**WRITTEN EXERCISE**
Rewrite the listing from the line containing "Where can you find the window" through the line containing "point(683, 142)", inclusive, changing "window of building" to "building window" and keeping everything else the same.
** Start of DATA SHOWN **
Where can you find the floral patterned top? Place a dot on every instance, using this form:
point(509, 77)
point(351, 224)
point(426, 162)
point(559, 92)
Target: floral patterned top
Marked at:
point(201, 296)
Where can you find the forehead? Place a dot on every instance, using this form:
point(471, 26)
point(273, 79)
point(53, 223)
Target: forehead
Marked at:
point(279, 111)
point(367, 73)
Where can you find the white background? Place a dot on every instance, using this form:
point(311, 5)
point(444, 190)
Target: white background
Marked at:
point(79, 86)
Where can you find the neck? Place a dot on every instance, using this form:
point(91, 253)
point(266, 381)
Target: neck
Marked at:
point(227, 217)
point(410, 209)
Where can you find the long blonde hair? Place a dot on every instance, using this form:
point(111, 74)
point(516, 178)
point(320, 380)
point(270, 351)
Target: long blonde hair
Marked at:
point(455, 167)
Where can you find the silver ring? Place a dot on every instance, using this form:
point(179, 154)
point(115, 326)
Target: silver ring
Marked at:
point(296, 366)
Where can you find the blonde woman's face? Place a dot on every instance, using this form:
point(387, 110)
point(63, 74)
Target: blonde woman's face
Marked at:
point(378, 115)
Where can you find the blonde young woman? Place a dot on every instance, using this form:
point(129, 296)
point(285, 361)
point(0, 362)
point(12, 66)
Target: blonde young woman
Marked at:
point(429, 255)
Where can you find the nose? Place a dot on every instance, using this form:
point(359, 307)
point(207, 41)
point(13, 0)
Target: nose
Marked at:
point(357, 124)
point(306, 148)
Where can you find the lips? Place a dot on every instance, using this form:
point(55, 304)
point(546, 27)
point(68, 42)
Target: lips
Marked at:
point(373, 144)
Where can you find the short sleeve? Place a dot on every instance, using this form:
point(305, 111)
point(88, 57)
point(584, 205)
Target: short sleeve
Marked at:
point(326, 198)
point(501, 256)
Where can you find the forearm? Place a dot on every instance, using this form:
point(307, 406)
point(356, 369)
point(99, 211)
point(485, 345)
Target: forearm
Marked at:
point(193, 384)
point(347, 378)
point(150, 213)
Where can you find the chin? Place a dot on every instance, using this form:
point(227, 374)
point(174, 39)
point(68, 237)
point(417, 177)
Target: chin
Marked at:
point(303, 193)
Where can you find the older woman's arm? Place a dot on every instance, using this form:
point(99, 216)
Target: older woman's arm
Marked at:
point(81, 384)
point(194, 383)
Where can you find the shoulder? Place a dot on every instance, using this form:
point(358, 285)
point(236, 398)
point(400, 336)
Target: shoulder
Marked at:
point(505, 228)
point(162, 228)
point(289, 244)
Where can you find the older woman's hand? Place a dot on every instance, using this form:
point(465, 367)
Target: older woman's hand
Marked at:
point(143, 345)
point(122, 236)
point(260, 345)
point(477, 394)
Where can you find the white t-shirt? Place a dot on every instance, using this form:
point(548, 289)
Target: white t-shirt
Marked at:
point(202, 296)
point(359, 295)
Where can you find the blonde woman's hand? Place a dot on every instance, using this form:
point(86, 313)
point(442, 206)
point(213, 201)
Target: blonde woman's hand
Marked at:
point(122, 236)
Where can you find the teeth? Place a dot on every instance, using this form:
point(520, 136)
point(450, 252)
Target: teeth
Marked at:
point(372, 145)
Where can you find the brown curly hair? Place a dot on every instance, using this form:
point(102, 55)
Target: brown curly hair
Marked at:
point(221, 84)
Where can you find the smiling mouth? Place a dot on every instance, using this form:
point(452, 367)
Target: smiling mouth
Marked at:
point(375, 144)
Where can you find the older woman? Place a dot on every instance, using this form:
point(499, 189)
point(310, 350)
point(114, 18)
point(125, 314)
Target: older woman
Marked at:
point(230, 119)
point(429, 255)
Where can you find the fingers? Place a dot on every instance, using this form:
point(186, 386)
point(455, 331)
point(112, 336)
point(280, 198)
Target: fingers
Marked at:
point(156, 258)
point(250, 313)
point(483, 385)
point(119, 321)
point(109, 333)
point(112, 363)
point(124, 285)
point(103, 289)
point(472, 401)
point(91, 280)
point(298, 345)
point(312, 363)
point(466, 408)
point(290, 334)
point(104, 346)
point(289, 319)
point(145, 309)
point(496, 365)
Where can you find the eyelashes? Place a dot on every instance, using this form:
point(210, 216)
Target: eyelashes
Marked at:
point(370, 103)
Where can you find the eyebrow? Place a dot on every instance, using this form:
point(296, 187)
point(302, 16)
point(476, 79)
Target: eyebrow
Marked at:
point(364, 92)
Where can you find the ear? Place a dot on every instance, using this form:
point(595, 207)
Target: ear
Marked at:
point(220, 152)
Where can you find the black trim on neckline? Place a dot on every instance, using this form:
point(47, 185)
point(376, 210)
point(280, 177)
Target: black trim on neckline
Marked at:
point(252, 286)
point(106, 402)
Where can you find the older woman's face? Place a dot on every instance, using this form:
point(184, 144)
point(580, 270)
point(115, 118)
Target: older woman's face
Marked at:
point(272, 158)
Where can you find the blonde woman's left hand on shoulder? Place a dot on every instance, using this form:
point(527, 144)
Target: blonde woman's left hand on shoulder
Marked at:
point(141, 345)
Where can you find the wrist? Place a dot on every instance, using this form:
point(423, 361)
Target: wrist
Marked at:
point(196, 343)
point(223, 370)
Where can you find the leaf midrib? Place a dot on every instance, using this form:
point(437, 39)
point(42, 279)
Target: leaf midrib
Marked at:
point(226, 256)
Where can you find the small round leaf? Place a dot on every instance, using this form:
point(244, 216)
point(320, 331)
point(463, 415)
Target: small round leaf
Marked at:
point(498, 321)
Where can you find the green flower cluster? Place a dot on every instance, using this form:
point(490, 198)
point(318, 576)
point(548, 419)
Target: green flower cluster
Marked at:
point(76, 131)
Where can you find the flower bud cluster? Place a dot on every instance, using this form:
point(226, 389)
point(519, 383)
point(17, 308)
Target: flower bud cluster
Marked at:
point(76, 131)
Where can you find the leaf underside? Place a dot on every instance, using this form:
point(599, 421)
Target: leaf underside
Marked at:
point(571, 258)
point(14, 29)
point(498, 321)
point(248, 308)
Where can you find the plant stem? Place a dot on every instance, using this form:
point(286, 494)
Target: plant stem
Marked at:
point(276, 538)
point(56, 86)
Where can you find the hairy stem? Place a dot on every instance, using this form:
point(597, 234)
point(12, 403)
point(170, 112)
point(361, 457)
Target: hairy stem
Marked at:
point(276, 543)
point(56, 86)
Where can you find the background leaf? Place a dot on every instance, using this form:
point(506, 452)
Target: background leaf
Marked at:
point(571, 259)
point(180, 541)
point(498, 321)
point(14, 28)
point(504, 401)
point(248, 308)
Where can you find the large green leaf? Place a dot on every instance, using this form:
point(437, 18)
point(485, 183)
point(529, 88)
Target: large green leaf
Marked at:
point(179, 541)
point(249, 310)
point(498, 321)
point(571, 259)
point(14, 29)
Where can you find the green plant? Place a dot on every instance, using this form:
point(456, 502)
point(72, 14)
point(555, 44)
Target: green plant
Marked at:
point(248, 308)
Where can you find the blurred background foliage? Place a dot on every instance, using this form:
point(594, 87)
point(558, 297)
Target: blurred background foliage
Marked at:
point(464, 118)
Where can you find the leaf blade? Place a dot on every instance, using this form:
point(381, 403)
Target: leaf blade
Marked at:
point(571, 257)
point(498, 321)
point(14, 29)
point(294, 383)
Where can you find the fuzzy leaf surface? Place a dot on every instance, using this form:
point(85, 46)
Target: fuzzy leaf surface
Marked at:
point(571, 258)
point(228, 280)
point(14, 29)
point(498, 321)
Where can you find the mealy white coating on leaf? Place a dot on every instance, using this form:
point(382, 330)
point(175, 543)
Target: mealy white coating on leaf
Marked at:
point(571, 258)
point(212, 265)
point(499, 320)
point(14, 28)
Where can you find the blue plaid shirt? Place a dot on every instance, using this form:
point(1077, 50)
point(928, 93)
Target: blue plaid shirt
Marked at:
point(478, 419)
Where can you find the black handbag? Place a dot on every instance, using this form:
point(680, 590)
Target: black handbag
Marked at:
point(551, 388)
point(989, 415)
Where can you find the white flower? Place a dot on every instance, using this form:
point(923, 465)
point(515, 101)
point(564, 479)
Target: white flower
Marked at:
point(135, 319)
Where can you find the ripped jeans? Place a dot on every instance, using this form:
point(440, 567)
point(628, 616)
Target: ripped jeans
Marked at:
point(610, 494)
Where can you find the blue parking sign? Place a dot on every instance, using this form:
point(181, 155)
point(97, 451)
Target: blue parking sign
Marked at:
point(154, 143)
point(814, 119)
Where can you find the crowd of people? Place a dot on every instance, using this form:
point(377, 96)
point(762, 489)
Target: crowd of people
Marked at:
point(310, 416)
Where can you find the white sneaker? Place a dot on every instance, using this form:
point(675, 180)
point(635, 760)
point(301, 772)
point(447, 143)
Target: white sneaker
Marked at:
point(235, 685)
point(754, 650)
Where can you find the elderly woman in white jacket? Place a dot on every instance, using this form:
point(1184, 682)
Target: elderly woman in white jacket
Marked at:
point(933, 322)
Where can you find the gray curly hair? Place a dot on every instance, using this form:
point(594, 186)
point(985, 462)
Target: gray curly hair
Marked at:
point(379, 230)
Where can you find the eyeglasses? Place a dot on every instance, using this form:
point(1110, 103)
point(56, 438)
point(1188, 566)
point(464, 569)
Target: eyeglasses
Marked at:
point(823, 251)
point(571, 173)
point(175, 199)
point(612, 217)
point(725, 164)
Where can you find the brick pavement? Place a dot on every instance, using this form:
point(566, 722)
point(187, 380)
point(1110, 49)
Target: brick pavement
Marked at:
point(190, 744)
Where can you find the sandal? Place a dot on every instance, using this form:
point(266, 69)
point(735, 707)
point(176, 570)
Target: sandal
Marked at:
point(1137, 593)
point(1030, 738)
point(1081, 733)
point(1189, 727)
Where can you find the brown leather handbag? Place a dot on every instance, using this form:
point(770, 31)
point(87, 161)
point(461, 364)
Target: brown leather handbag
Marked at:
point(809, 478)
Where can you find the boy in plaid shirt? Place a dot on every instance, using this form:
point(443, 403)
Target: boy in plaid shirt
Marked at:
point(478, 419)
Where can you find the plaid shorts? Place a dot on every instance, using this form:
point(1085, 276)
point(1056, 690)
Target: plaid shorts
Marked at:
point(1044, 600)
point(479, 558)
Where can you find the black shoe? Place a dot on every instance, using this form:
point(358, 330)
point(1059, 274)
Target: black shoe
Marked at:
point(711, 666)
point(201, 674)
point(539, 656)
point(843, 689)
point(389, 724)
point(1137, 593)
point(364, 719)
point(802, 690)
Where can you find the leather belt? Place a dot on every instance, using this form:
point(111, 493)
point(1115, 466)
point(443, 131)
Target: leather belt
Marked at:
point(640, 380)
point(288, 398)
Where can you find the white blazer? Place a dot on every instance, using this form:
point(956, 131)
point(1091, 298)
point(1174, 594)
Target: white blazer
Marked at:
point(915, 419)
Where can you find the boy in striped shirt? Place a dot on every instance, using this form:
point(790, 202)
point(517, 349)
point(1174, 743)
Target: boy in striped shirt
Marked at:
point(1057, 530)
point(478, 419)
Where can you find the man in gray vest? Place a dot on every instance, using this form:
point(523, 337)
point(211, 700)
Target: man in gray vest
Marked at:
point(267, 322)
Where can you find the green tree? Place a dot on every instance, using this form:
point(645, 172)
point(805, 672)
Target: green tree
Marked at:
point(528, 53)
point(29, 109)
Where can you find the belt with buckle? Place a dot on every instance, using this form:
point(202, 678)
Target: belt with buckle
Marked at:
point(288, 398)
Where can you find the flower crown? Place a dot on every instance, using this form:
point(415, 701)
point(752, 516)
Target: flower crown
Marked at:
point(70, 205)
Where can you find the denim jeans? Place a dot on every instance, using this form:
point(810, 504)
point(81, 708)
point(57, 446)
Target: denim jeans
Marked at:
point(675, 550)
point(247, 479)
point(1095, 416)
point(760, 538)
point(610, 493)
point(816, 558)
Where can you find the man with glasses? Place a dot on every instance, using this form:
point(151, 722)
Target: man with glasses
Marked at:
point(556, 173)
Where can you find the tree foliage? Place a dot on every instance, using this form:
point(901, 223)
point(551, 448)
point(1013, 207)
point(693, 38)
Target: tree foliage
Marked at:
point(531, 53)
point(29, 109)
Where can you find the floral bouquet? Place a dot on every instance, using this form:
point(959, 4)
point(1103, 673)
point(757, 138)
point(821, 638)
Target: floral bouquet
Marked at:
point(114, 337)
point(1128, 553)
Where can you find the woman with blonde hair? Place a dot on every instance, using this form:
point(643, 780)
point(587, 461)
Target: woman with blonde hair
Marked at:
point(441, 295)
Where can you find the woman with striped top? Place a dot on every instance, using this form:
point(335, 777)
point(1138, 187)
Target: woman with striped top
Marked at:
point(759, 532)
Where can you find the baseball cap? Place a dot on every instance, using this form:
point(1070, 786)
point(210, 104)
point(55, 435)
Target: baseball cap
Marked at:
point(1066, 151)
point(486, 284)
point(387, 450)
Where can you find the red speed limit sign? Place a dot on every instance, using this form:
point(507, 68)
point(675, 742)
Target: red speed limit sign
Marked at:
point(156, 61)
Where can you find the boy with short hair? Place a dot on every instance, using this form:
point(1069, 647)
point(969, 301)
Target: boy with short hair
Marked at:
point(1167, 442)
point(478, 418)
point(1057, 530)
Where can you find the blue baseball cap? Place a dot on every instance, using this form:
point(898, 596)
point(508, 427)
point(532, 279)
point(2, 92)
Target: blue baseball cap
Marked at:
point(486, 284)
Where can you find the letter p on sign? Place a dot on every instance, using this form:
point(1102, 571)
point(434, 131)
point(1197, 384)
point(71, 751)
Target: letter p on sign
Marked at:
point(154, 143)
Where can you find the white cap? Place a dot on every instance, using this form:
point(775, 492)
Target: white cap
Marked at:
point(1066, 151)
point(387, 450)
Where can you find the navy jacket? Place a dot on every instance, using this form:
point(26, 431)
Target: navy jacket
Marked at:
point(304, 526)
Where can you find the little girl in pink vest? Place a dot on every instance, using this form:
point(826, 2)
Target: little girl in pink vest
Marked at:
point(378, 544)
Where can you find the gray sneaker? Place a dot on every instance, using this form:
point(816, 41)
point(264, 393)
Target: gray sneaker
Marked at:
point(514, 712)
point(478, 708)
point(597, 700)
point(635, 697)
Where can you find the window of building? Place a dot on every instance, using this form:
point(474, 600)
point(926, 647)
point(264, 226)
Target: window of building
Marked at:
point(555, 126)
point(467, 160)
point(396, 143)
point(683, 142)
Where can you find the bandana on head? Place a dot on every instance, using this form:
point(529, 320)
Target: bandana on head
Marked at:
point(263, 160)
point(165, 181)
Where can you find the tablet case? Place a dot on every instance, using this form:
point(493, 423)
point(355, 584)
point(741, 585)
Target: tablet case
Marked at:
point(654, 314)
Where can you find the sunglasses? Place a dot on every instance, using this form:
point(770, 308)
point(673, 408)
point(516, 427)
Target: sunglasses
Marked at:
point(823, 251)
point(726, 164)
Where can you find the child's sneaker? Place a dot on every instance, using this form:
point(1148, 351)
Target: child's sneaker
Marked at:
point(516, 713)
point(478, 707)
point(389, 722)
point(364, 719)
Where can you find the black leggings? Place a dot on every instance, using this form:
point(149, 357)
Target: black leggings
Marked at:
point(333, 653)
** End of DATA SHOWN **
**EXERCISE ANSWER**
Where can you find the building window? Place a dot on every instance, using this form:
point(474, 600)
point(926, 647)
point(264, 226)
Target: building window
Marked at:
point(555, 126)
point(467, 160)
point(396, 143)
point(683, 142)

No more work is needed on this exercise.